**Exercise aim:** From the court hearing transcript below, return everything from "I believe so." down to "the evidence what...", word for word.

And I understand there’s certainly a difference between being able to fund a purchase of an asset that you can have security on and fund damages but it was a question so thank you. And was there evidence on that in the Courts below or is –

MS SCHOLTENS QC:

I believe so.

GLAZEBROOK J:

Certainly there were comments in the judgments on that but I’m just not entirely sure

because we don’t have the evidence what...

MS SCHOLTENS QC:

In terms of ability to fund a sale, I think there was evidence about that. Yes, there

was. But in terms of an undertaking as to damages I don’t think that ever came up.

GLAZEBROOK J:

No, I was asking about the funding of the sale. Of the purchase.

MS SCHOLTENS QC:

And I think you’ll see in perhaps I think it’s the first judgment of the High Court the discussions about the Whakahemo attempt to put together a joint venture and they were talking about perhaps 10 million coming from Ngāti Whakahemo and then later on when the, Ngāti Whakahemo was trying to pull together sufficient funds to make an offer, which they thought they’d be able to do on the 7th of March, they’d been talking to Ngāti Awa about a $23 million price and Ngāti Awa pulled out. They said, “No, it’s too much for that asset.” And there was evidence that there were discussions between Ms Houpapa and the representative for Ngāti Whakahemo about they had to go and talk to their bank and they needed to talk milk solids. So there was definitely a genuine attempt, it was making some progress to meet that

$23 million figure that had been given to them.

**Provided records:**
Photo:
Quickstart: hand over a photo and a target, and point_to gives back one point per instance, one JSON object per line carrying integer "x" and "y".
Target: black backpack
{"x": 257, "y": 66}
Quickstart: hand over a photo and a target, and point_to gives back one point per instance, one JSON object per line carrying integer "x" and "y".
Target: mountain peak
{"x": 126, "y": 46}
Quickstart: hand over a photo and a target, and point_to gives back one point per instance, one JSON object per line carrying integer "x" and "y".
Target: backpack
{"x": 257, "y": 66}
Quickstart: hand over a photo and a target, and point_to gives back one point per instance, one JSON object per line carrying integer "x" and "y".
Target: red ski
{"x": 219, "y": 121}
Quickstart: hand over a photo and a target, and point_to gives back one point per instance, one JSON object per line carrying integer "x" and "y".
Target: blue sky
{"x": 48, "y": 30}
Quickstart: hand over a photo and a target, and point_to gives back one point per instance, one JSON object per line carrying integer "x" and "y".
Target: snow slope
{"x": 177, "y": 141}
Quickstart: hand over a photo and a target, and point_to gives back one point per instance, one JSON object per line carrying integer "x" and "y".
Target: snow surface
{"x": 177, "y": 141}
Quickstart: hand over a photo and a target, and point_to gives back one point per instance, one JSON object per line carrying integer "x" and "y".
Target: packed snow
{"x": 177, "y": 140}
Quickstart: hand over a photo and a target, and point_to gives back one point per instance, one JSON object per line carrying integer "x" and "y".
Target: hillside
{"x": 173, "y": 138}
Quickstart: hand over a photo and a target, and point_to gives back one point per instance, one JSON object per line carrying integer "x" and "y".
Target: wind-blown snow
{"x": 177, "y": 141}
...
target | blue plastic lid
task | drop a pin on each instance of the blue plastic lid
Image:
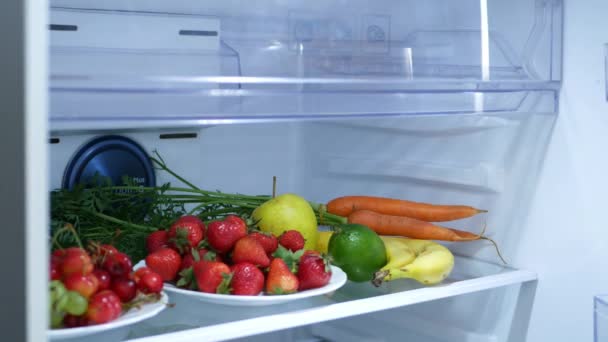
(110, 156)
---
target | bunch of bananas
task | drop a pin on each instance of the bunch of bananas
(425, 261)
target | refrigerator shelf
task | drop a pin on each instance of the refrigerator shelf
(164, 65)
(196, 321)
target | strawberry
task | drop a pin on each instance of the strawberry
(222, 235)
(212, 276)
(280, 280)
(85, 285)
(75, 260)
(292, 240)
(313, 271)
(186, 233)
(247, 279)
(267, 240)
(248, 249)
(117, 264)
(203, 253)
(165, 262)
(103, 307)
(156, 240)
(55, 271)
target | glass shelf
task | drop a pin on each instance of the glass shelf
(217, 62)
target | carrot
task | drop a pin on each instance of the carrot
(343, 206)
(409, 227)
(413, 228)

**Response for this exercise:**
I believe so.

GLAZEBROOK J:

Certainly there were comments in the judgments on that but I’m just not entirely sure

because we don’t have the evidence what...